*** MATERIAL SUPPLIED ***

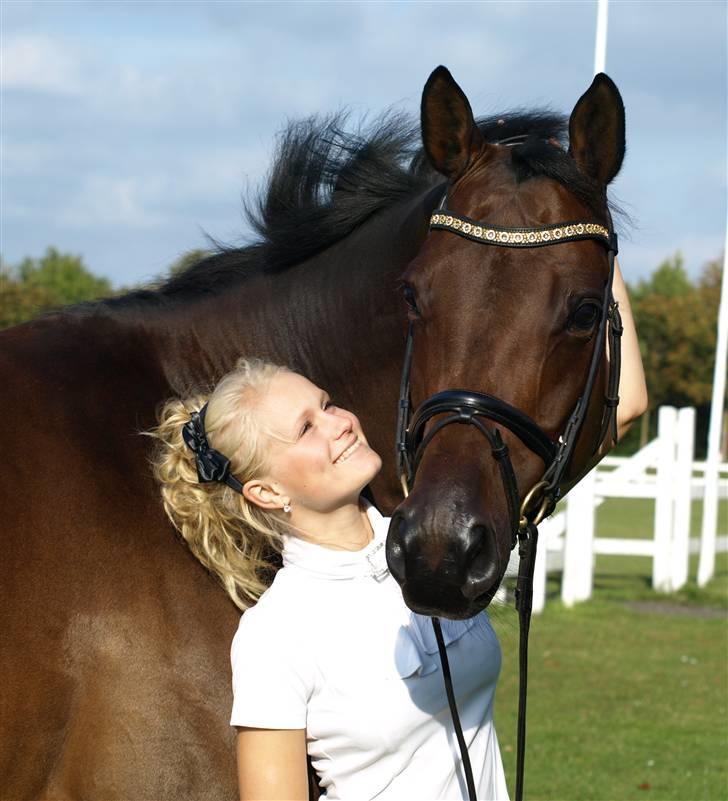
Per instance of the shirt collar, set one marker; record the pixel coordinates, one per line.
(329, 563)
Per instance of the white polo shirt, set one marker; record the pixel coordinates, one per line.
(331, 647)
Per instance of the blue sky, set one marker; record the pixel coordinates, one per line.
(129, 129)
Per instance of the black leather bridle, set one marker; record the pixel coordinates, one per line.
(470, 407)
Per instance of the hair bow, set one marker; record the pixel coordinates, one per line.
(211, 464)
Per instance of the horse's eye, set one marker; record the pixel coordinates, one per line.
(585, 317)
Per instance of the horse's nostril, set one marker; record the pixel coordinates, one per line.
(394, 549)
(483, 570)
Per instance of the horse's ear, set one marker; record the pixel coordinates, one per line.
(449, 132)
(596, 130)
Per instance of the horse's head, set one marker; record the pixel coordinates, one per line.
(515, 327)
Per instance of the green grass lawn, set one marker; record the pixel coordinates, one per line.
(628, 692)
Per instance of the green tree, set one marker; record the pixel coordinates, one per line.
(676, 321)
(36, 285)
(65, 275)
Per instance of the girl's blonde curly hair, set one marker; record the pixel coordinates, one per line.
(232, 537)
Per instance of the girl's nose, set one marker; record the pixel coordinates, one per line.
(341, 424)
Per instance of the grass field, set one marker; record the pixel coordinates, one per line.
(628, 692)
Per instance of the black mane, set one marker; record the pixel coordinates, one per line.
(326, 181)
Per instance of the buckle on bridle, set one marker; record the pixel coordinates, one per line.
(536, 505)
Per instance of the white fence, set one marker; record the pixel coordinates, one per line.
(664, 472)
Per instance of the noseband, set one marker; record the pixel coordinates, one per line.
(471, 407)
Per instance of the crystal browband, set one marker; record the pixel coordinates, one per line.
(519, 237)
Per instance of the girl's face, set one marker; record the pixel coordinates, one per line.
(317, 453)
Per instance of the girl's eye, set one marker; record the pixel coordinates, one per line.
(329, 404)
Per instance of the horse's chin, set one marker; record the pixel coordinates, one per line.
(449, 605)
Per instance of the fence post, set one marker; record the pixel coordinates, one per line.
(661, 563)
(682, 495)
(578, 576)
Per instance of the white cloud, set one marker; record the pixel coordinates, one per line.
(39, 63)
(128, 201)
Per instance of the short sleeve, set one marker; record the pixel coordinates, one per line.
(271, 676)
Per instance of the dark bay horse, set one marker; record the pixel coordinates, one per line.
(115, 642)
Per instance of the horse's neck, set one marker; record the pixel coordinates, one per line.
(323, 317)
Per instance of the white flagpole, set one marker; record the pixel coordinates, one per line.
(706, 566)
(600, 50)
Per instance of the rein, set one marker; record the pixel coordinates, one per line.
(468, 407)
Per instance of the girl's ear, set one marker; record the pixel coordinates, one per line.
(264, 495)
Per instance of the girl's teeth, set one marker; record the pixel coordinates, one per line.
(347, 453)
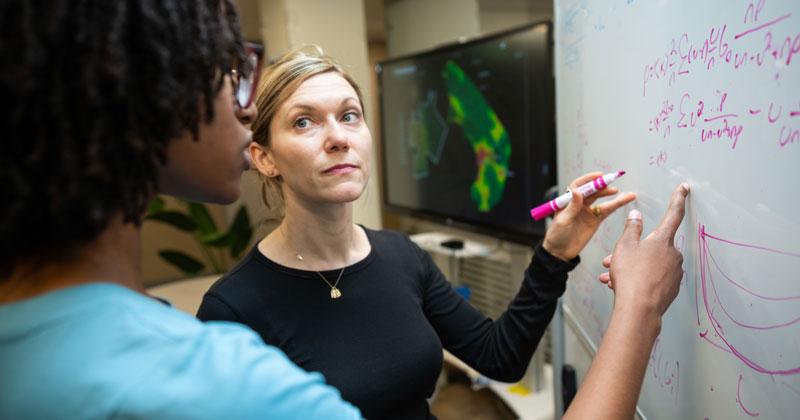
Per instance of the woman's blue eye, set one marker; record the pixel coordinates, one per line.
(301, 123)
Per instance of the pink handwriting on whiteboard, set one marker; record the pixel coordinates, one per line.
(721, 49)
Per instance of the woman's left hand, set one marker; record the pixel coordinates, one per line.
(573, 227)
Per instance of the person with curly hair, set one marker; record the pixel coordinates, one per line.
(371, 311)
(111, 102)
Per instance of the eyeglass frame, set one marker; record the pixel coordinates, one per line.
(250, 48)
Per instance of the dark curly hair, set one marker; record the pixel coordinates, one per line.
(96, 89)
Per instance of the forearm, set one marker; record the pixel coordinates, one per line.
(611, 387)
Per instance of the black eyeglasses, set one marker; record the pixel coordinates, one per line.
(244, 88)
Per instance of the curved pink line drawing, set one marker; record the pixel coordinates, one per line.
(711, 300)
(739, 399)
(737, 322)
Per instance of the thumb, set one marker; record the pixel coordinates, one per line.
(633, 227)
(574, 206)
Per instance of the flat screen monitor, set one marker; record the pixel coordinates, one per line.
(468, 132)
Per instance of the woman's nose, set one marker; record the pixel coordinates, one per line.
(336, 138)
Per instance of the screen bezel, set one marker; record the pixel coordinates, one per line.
(513, 235)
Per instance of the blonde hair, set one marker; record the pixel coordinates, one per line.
(278, 82)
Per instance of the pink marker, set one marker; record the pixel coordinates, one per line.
(587, 189)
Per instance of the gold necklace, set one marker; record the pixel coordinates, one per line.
(335, 292)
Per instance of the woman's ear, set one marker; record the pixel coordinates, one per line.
(262, 160)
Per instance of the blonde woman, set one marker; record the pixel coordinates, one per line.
(369, 309)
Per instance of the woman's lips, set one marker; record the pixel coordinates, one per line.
(340, 169)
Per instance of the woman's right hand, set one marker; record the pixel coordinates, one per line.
(646, 273)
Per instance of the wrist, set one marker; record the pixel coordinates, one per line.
(641, 317)
(555, 251)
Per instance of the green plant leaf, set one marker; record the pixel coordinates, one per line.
(202, 217)
(241, 232)
(175, 219)
(216, 239)
(156, 205)
(183, 262)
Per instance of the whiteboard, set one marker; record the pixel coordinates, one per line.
(707, 92)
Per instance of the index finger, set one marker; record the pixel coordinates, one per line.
(674, 215)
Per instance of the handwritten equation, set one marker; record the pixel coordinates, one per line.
(711, 118)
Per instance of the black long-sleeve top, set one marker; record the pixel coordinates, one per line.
(381, 343)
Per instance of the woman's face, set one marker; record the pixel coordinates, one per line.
(320, 144)
(209, 168)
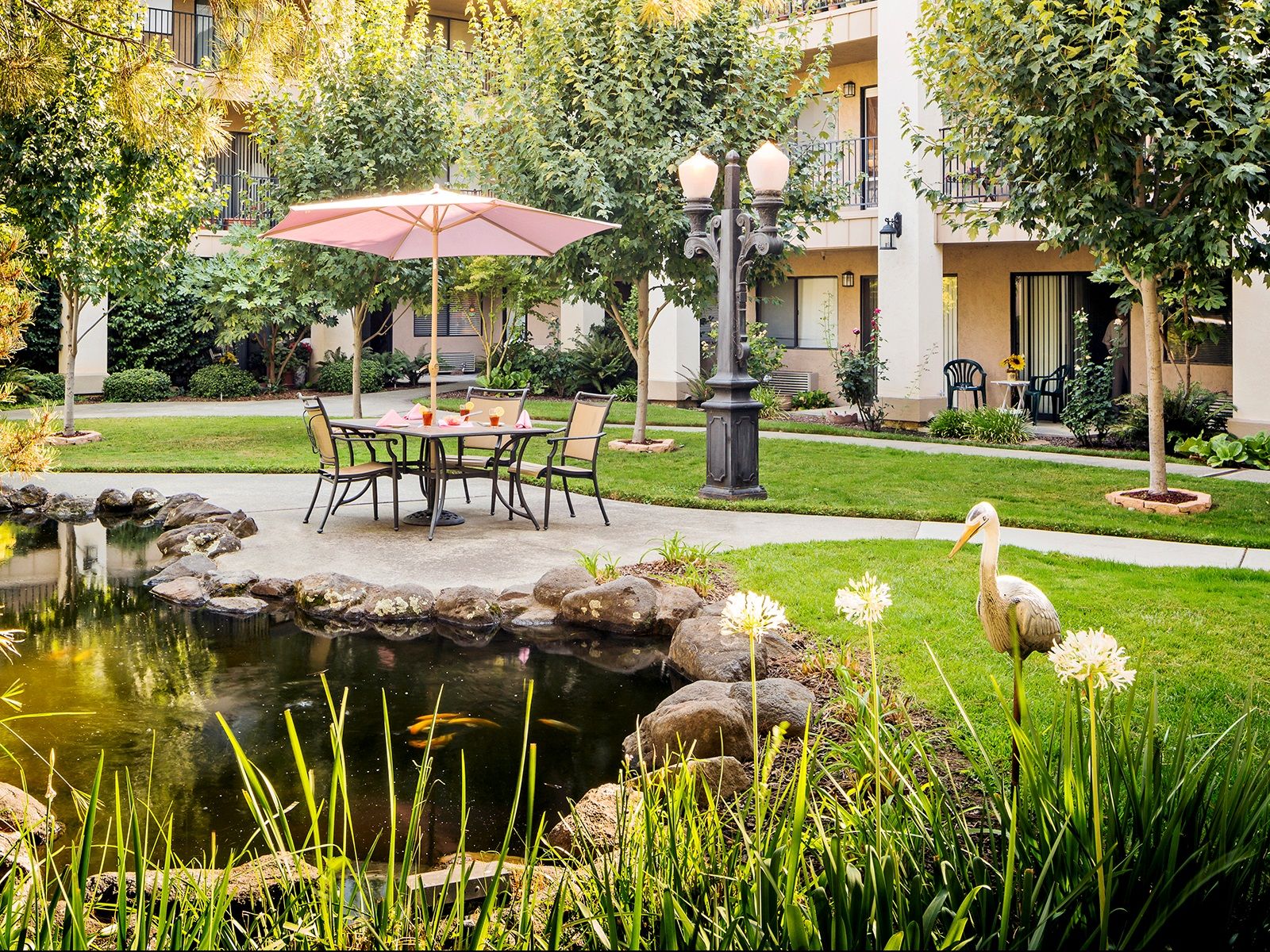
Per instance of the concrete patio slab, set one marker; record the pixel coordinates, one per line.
(487, 549)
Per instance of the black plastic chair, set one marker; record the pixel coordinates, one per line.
(1052, 387)
(963, 376)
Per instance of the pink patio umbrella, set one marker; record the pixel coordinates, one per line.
(436, 224)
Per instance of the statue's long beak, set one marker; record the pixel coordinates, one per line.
(967, 536)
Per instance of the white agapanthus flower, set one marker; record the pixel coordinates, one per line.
(864, 600)
(752, 615)
(1091, 654)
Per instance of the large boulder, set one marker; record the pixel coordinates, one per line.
(625, 606)
(146, 501)
(780, 700)
(206, 539)
(398, 603)
(675, 605)
(196, 565)
(558, 583)
(597, 822)
(702, 651)
(114, 501)
(241, 606)
(187, 592)
(67, 508)
(694, 727)
(29, 497)
(21, 812)
(327, 596)
(469, 607)
(190, 512)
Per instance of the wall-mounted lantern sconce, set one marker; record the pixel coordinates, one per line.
(891, 230)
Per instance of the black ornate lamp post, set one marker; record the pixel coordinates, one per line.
(732, 241)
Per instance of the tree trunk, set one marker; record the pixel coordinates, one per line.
(359, 317)
(1153, 344)
(70, 347)
(641, 433)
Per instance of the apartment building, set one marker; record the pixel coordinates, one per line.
(937, 292)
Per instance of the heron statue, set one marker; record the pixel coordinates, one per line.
(1014, 612)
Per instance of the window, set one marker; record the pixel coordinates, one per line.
(802, 313)
(457, 319)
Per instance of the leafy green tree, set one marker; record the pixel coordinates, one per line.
(102, 209)
(1137, 130)
(372, 109)
(596, 103)
(256, 290)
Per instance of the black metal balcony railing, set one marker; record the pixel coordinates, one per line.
(971, 182)
(850, 164)
(190, 36)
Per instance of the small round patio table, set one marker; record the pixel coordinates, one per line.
(1014, 395)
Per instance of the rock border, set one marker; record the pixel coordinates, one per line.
(1202, 503)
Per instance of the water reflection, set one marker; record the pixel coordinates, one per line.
(150, 681)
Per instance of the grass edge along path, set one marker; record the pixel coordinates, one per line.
(806, 478)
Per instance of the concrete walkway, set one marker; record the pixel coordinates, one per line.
(491, 550)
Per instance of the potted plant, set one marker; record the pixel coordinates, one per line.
(1014, 365)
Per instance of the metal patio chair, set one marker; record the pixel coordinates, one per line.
(327, 440)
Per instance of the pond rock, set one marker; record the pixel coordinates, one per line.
(715, 777)
(780, 700)
(558, 583)
(675, 605)
(397, 603)
(698, 727)
(625, 606)
(329, 594)
(186, 592)
(190, 512)
(206, 539)
(22, 812)
(198, 565)
(114, 501)
(29, 497)
(468, 606)
(597, 820)
(276, 589)
(67, 508)
(146, 501)
(237, 583)
(702, 651)
(267, 879)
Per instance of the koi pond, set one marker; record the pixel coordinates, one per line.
(120, 672)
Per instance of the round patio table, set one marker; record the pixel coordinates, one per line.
(432, 470)
(1014, 397)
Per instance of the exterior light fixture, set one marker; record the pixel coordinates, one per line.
(891, 230)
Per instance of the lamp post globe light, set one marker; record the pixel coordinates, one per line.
(732, 240)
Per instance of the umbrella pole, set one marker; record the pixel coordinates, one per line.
(433, 365)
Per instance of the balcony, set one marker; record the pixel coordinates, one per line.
(971, 182)
(848, 164)
(190, 36)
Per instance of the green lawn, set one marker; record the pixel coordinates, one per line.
(1197, 635)
(833, 479)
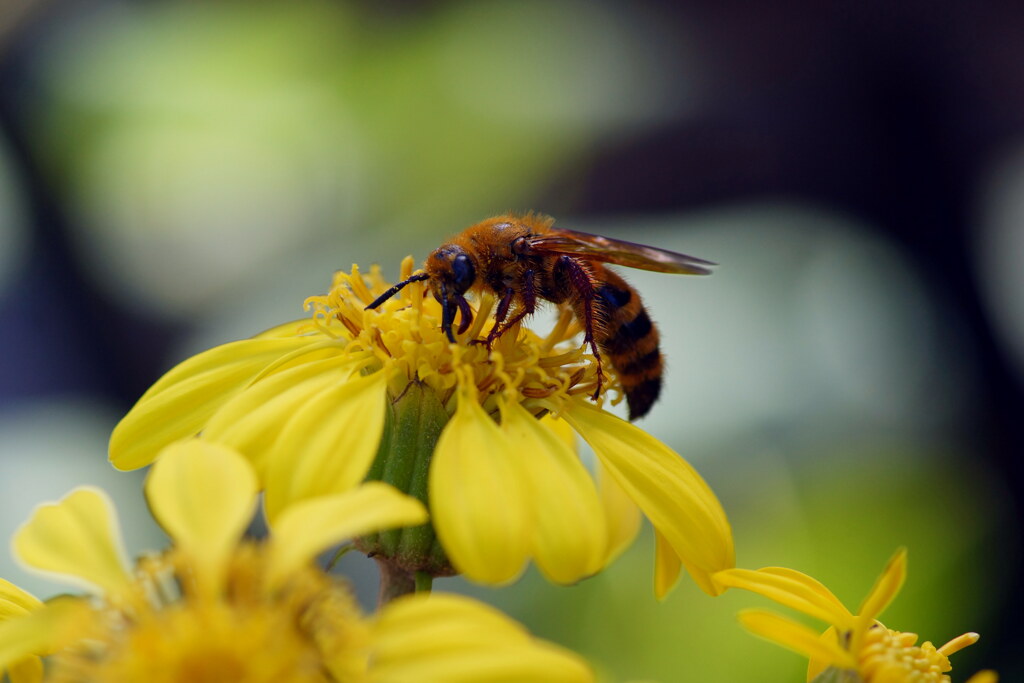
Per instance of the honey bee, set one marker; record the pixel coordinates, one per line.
(523, 260)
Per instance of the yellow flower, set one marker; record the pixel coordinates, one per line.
(856, 647)
(215, 608)
(485, 436)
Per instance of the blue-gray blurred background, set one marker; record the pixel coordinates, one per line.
(178, 174)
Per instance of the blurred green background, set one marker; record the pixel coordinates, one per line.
(177, 174)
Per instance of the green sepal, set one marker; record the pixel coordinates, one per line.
(413, 424)
(834, 675)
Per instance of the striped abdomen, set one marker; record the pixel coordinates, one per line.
(627, 335)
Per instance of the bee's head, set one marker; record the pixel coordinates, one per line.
(452, 272)
(452, 268)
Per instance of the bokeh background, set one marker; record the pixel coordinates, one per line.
(178, 174)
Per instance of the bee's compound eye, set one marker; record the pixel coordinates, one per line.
(463, 272)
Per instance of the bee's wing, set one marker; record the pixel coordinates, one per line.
(620, 252)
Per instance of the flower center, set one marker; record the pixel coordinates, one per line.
(893, 655)
(310, 631)
(403, 337)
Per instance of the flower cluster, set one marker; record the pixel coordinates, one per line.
(320, 406)
(214, 607)
(372, 428)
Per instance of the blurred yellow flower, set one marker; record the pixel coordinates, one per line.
(485, 436)
(856, 647)
(214, 608)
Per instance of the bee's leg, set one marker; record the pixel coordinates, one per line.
(500, 315)
(528, 295)
(466, 313)
(580, 281)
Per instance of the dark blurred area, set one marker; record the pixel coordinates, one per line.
(906, 118)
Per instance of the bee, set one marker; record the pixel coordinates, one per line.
(524, 259)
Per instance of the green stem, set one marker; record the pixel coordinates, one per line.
(424, 582)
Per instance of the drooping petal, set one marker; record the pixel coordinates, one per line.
(667, 566)
(29, 670)
(39, 632)
(984, 677)
(251, 421)
(204, 496)
(621, 514)
(456, 639)
(180, 402)
(797, 637)
(793, 589)
(15, 601)
(78, 540)
(886, 588)
(569, 536)
(671, 493)
(328, 444)
(310, 526)
(477, 497)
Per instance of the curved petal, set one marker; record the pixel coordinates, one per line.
(796, 637)
(793, 589)
(984, 677)
(15, 601)
(40, 632)
(251, 421)
(29, 670)
(886, 588)
(476, 496)
(667, 566)
(621, 515)
(455, 639)
(180, 402)
(329, 443)
(671, 493)
(78, 540)
(310, 526)
(204, 496)
(569, 536)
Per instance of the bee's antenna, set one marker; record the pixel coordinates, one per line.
(397, 288)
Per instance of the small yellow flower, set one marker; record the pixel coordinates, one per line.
(856, 647)
(484, 436)
(213, 608)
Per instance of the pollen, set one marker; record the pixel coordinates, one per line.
(403, 338)
(893, 655)
(309, 631)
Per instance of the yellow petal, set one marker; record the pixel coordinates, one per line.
(569, 536)
(15, 601)
(455, 639)
(77, 540)
(793, 589)
(984, 677)
(328, 445)
(621, 514)
(251, 421)
(886, 588)
(817, 664)
(667, 566)
(180, 402)
(288, 330)
(29, 670)
(43, 631)
(476, 496)
(204, 496)
(671, 493)
(796, 637)
(310, 526)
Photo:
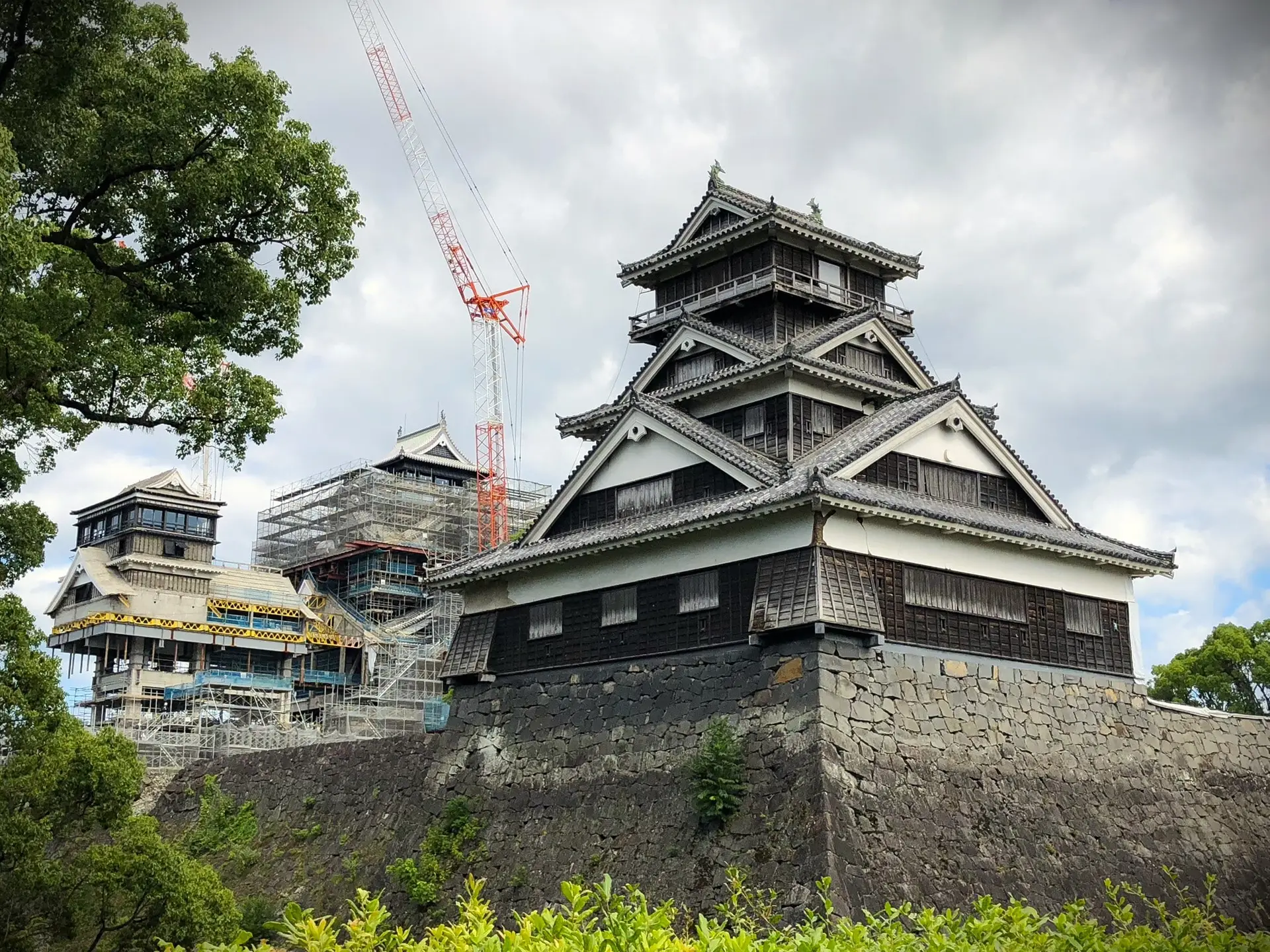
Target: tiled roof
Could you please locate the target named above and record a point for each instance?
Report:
(870, 432)
(992, 521)
(800, 487)
(812, 339)
(738, 340)
(757, 465)
(757, 211)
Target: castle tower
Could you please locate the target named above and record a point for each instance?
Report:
(167, 631)
(783, 466)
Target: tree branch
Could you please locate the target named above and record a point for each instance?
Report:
(112, 180)
(88, 413)
(17, 45)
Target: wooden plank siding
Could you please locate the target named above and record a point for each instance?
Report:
(689, 484)
(906, 473)
(1044, 636)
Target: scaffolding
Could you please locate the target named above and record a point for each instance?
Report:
(359, 543)
(353, 504)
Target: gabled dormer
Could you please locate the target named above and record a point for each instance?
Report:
(740, 254)
(160, 516)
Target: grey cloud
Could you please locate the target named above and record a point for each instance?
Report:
(1086, 182)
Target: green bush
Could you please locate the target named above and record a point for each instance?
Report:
(603, 920)
(222, 824)
(450, 843)
(719, 774)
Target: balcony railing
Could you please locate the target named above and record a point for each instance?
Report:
(767, 277)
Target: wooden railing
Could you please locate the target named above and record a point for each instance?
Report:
(763, 278)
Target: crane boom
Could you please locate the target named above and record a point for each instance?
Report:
(488, 313)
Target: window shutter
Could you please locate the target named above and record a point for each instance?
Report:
(964, 594)
(646, 496)
(1082, 615)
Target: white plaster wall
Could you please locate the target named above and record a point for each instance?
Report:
(920, 545)
(697, 550)
(632, 461)
(952, 447)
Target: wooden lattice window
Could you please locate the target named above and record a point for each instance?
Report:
(1082, 615)
(646, 496)
(545, 619)
(618, 607)
(693, 367)
(951, 483)
(698, 592)
(755, 422)
(964, 594)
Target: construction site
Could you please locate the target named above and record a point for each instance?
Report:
(333, 631)
(332, 634)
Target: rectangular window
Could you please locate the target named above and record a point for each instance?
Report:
(646, 496)
(545, 619)
(927, 588)
(755, 422)
(618, 607)
(822, 418)
(693, 367)
(698, 592)
(951, 483)
(1082, 615)
(828, 272)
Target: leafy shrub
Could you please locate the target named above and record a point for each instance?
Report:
(450, 843)
(719, 774)
(599, 918)
(222, 823)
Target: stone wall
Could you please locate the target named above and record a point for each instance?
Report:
(900, 775)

***

**TASK TO COMPLETE:**
Nothing should be returned except the lines from the one containing "Target: construction site" through the last line of the data, each restated word for word.

**SOLUTION FOR THIS TASK:**
Target: construction site
Could you please locate the target named above and record a point for each instance?
Report:
(333, 631)
(332, 634)
Target: rectangular window
Could you please locate the target named above and record a point for each instance?
Report:
(646, 496)
(545, 619)
(927, 588)
(755, 422)
(618, 607)
(822, 418)
(693, 367)
(698, 592)
(951, 483)
(1082, 615)
(828, 272)
Target: leafy shrub
Could you please locate the target named above and record a point for each instance?
Report:
(450, 843)
(719, 774)
(599, 918)
(222, 823)
Target: stone wall
Could you please locate the target named above and record a point for each instance?
Report:
(900, 775)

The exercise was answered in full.